Records drawn from a data source:
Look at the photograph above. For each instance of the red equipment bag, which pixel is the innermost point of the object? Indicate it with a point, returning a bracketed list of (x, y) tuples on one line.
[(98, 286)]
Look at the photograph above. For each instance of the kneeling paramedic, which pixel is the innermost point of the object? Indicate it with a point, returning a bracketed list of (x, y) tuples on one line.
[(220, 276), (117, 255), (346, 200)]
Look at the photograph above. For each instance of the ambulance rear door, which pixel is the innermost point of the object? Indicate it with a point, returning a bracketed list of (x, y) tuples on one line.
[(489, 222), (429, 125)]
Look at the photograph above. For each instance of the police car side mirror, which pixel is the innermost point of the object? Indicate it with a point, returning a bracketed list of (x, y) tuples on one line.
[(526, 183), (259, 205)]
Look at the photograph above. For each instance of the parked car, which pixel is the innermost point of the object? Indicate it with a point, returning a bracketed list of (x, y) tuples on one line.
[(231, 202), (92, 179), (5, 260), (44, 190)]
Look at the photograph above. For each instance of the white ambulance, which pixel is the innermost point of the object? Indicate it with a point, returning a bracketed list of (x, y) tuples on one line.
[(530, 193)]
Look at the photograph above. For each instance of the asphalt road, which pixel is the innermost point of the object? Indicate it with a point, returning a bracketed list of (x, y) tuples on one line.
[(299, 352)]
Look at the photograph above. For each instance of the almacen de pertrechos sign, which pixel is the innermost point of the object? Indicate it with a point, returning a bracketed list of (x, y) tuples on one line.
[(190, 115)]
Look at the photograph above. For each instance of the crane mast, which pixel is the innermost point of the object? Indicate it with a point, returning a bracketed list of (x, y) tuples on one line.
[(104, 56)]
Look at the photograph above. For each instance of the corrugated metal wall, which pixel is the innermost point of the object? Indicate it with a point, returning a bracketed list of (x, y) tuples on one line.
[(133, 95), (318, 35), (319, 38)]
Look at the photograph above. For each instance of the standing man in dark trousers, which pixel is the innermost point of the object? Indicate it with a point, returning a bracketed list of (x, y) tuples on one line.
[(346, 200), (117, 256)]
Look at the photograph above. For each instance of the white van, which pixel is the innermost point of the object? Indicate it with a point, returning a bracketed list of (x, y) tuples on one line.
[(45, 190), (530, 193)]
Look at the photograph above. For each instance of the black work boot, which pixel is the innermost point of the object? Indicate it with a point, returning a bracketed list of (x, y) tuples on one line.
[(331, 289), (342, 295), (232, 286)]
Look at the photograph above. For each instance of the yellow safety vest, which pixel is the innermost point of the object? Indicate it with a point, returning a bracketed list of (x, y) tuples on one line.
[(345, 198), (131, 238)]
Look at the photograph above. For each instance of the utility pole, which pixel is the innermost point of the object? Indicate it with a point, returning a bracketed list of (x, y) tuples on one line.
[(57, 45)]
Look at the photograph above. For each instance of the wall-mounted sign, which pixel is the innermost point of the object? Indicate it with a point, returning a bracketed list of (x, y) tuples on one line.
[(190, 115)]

» Objective
Rewrite every line of the listing above as a Markdown table with two columns, Row and Line. Put each line's sequential number under Row and its text under Line, and omit blank lines.

» Solution for this task
| Row | Line |
|---|---|
| 1 | Look at the photograph above. For each instance of the red equipment bag, which pixel is the innermost point of the object? Indicate it with a point, returning a bracketed list of (x, y) tuples on one line. |
| 2 | [(98, 286)] |
| 3 | Look at the photograph above. For each instance of the kneeling paramedic, which pixel is the innermost point of the object? Indicate it with a point, returning a bracketed list of (x, y) tuples on one line. |
| 4 | [(220, 276), (117, 255), (346, 200)] |
| 5 | Look at the photograph above. For each instance of the ambulance rear door, which pixel is the innermost point of the object? Indicate it with a point, returning a bracketed list of (x, y) tuples on one line. |
| 6 | [(489, 222), (429, 125)] |
| 7 | Look at the photograph above. For each instance of the police car side mirror, which pixel is the innermost point of the object? Indicate it with a point, returning a bracketed list of (x, y) tuples on one line. |
| 8 | [(526, 183), (259, 205)] |
| 9 | Look at the photograph above. For each instance of the parked car, which pixel is the innermost point of the object? Indicate it with a point, returning a bracketed list of (x, y) tuples on one line. |
| 10 | [(231, 202), (92, 179), (5, 260), (44, 190)] |
| 11 | Look at the photograph above. For each instance of the white ambulance, which pixel is the innermost point of the object? Indicate it with a point, returning a bracketed list of (x, y) tuples on one line. |
| 12 | [(530, 193)] |
| 13 | Look at the photograph above. For each instance of the asphalt road, which pixel is the innermost point of the object? Indicate it with a point, returning a bracketed list of (x, y) tuples on one line. |
| 14 | [(299, 352)] |
| 15 | Look at the photograph above. For each instance of the almacen de pertrechos sign, which pixel is the innermost point of the object? Indicate it with a point, returning a bracketed list of (x, y) tuples on one line. |
| 16 | [(190, 115)] |
| 17 | Look at the photograph above. For each instance of the crane mast, which pixel is the innermost point of the object? Indicate it with a point, returning a bracketed list of (x, y) tuples on one line. |
| 18 | [(104, 56)] |
| 19 | Look at the photograph above. For each instance of the corrugated metal wall, which pixel is the innermost point of the object? Indicate it with a point, returning a bracketed list of (x, y) tuples on one line. |
| 20 | [(133, 95), (318, 35), (319, 38)] |
| 21 | Look at the photograph above. For each instance of the standing man in dark trousers, which pixel is the innermost point of the object? Indicate it with a point, returning a bracketed list of (x, y) tuples on one line. |
| 22 | [(346, 200), (117, 256)] |
| 23 | Look at the photograph above. For each instance of the white van, which pixel is the innermost point of the object? Indicate it with a point, returning a bracketed list of (x, y) tuples on one line. |
| 24 | [(45, 190), (530, 193)] |
| 25 | Look at the photograph above. For each instance of the black work boot, which pixel is the innermost point of the object? Indicate it with a point, returning a bracketed list of (x, y) tuples on one line. |
| 26 | [(331, 289), (342, 295), (232, 286)] |
| 27 | Look at the photograph above. For each instance of the yellow safety vest, which pixel is the innermost point of the object? Indicate it with a point, returning a bracketed list of (x, y) tuples on one line. |
| 28 | [(345, 198), (131, 238)] |
| 29 | Look at the photograph above. For each instance of the utility pole, which pixel is the innermost point of the object? Indicate it with a point, returning a bracketed list of (x, y) tuples on one line. |
| 30 | [(57, 45)] |
| 31 | Look at the photograph above. For each instance of the wall-mounted sign, which pixel is the innermost point of the object? Indicate it with a point, returning a bracketed list of (x, y) tuples on one line. |
| 32 | [(190, 115)] |